===== Document segment

Optimal Decision Tree (ODT) R package

The ODT R package implements the Optimal Decision Tree (ODT) algorithm, a novel approach designed for the field of personalized medicine. This algorithm employs tree-based methods to recommend the most suitable treatment for each patient by considering their unique genomic and mutational data.

Optimal Decision Trees iteratively refine drug recommendations along each branch until a predefined group size is achieved, ensuring that treatment suggestions are both personalized and statistically robust. This approach enhances decision-making in therapeutic contexts, allowing healthcare professionals to tailor interventions based on individual patient profiles.

Installation

The ODT package can be easily installed from the Comprehensive R Archive Network (CRAN) repository. To install the package, you can use the following command in your R console:

install.packages("ODT")

About

Unlike other personalized medicine algorithms that use classification or regression trees, ODT works by solving optimization problems. It takes into account how each patient responds to different drugs (sensitivity data) and their genomic or mutational information.

The algorithm selects a splitting variable, which could be a gene or a type of mutation, depending on the data being studied. For each split, ODT determines the best treatments and optimizes the measure of sensitivity for both branches based on these treatments (for example, using IC50 data). In other words, the algorithm assigns the best treatment to each patient by optimizing sensitivity data while creating an optimal decision tree.

The package consists of three main functions:

Model Training (trainTree): This function allows users to train the decision tree using the patients’ genomic or mutational data (biomarker matrix) and the drug responses (sensitivity matrix).
Optimal Treatment Assignment (predictTree): After training the tree, this function predicts the optimal treatment for each patient based on their expression and/or mutational data.

==========
===== Excerpted records

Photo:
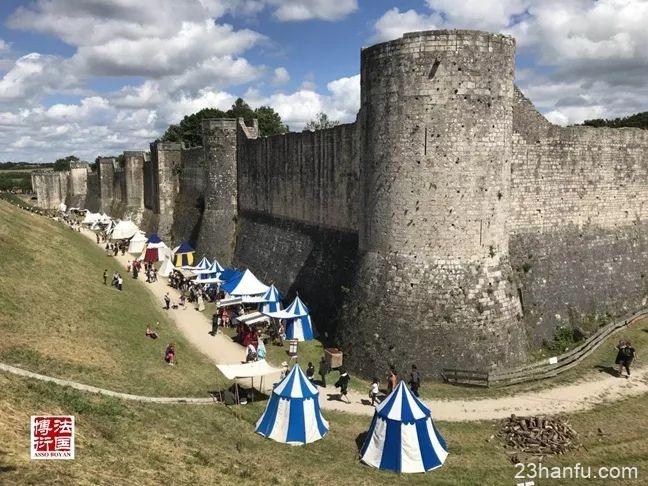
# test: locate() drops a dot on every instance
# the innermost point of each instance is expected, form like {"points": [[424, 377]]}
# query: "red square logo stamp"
{"points": [[52, 437]]}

==========

**Work order 1:**
According to the page on the ODT R package, which repository can the package be installed from?
**Work order 2:**
Write out the part of the page on the ODT R package from "The ODT R package" up to and including "and mutational data.".

**Your solution 1:**
The Comprehensive R Archive Network (CRAN).

**Your solution 2:**
The ODT R package implements the Optimal Decision Tree (ODT) algorithm, a novel approach designed for the field of personalized medicine. This algorithm employs tree-based methods to recommend the most suitable treatment for each patient by considering their unique genomic and mutational data.